═════ Исходный текст
По Набокову, движение стрелки по циферблату вовсе не является отображением хода времени или даже пространственно-временных взаимоотношений, где движение стрелки олицетворяет течение времени, а циферблат — пространство. Числа, цифры и последовательности лишь сбивают человека в восприятии чистого времени, являясь признаком традиционного понимания времени. «Наши мерки времени лишены смысла; самые точные часы — не более чем шутка» [1. С. 469].
Для Вана связь пространства и времени исключительно важна. Собственно, память — естественное и деятельное содержание, заполняющее резонирующее неизмеримыми смыслами и чувствами «расстояние» между этими полюсами. Связь эта настолько тесная, что герой ставит себе задачу разделить эти своеобразные смысловые крайности, пытается обрести время, которое определяет и даже «ограничивает» пространство. Пространство измеряется Ваном зрением, постигается слухом. Набоков всячески подчеркивает антиномичность этих чувств: «Если глаза сообщают мне кое-что о Пространстве, то уши сообщают нечто о Времени» [1. С. 514].
══════════
● Задание 1: С чем, согласно цитате из исходного текста, сравниваются самые точные часы?
● Задание 2: Продолжите исходный текст, начиная сразу после его последнего предложения.
═════ Записанные данные
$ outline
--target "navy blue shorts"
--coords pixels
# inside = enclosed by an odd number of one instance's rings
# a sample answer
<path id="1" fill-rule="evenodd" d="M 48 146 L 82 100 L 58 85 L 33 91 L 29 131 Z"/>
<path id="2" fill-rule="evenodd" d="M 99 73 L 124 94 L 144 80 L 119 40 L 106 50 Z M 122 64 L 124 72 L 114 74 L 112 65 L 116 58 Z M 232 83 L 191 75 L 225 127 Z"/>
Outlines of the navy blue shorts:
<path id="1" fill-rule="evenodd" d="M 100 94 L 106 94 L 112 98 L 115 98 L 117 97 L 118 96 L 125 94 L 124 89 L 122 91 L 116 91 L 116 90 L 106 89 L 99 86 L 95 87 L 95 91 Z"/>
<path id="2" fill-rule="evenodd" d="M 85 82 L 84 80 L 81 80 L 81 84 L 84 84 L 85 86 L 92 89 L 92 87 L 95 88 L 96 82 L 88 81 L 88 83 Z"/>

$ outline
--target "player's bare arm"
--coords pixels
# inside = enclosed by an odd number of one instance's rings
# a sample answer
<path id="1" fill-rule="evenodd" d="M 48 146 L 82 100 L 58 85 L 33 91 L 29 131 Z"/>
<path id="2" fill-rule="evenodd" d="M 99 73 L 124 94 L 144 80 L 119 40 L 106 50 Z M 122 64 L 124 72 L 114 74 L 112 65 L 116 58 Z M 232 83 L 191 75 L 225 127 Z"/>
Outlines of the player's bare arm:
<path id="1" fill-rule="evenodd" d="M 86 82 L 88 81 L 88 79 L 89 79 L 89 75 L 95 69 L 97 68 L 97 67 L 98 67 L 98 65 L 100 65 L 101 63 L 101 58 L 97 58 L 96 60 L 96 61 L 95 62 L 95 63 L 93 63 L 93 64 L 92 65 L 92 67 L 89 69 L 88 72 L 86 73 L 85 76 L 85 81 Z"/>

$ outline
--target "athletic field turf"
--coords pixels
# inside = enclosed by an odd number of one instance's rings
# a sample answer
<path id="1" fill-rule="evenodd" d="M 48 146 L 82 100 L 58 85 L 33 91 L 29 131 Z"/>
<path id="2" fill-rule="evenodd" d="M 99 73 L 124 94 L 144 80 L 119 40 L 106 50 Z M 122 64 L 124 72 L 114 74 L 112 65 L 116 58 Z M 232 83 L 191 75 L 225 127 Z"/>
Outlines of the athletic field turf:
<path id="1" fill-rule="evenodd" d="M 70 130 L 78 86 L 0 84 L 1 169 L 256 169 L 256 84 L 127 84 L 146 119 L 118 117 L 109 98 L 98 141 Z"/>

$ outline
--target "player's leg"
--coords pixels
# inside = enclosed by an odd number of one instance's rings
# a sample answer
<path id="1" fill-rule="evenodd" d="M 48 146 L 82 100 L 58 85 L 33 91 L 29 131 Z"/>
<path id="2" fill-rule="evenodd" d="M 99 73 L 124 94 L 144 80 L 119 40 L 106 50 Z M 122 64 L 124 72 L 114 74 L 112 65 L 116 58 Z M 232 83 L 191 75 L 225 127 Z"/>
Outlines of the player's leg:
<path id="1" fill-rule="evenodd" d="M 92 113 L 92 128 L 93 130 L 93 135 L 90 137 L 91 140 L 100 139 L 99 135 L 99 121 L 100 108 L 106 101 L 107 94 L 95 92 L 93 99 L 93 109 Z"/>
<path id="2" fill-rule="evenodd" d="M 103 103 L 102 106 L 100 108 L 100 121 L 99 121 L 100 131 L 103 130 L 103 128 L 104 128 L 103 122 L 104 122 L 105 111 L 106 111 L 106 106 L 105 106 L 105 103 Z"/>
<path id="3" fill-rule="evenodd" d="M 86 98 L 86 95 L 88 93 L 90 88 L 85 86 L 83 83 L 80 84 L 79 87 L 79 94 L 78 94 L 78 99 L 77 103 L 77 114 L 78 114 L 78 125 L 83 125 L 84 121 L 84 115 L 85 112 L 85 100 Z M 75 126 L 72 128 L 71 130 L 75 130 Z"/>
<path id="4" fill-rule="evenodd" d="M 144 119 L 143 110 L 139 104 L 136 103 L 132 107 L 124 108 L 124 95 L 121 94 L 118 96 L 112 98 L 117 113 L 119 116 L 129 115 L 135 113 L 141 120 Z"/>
══════════
● Ответ 1: С шуткой: самые точные часы — «не более чем шутка».

● Ответ 2:
В то же время Набоков не избегает антогонистического противопоставления времени и пространства. Пространство он называет «мошенником», «плутом», но восхищается временем: «Я не могу вообразить Пространство без Времени, но очень даже могу — Время без Пространства. "Пространство-Время" — это гиблый гибрид, в котором дефис, и тот смотрит мошенником. Можно ненавидеть Пространство и нежно любить Время» [1. С. 519].
Согласно Вину, пространство, равно как и время, бесконечно, непостижимо, неисчислимо. И то, и другое содержит движение внутри себя, не ограничиваясь
внешним течением: «Пространство (как и Время) есть нечто, чего я постичь не способен: место, где происходит движение. Плазма, в которой организовано и замкнуто вещество — сгущение пространственной плазмы. Мы можем измерить глобулы вещества и расстояния между ними, однако само Пространство неисчислимо» [1. С. 518].
Уже на этом этапе рассуждений появляется концепт «воспоминание». Повторимся, многовекторность временных ощущений Набокова способствует тому, что речь идет скорее об особом, почти визионерском памятном возрождении живых и действенных образов и чувств, а не о формальном воспоминании навсегда ушедшего, отжившего: «Мы, жалкие жители Пространства, больше привычны в нашей трехмерной Лакримавелли к Протяженности, нежели к Длительности: наши тела способны к напряжению, много большему нежели то, каким может похвастаться волевое воспоминание» [1. С. 518].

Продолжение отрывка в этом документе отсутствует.